------ Recorded information ------

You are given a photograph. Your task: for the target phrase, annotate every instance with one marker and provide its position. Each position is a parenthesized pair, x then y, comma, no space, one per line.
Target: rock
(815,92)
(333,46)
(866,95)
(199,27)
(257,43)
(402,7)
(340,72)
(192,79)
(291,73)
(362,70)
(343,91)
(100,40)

------

Copy every line of the records above, with no changes, in the same order.

■ Solved exercise ■
You are given a photograph. Your task: for the target phrase, annotate every instance with one marker and provide its position. Each position is a parenthesized pair, x then y, comma, no space, one per line.
Target: rock
(815,92)
(333,46)
(866,95)
(199,27)
(257,43)
(402,7)
(340,72)
(192,79)
(291,73)
(362,70)
(343,91)
(100,40)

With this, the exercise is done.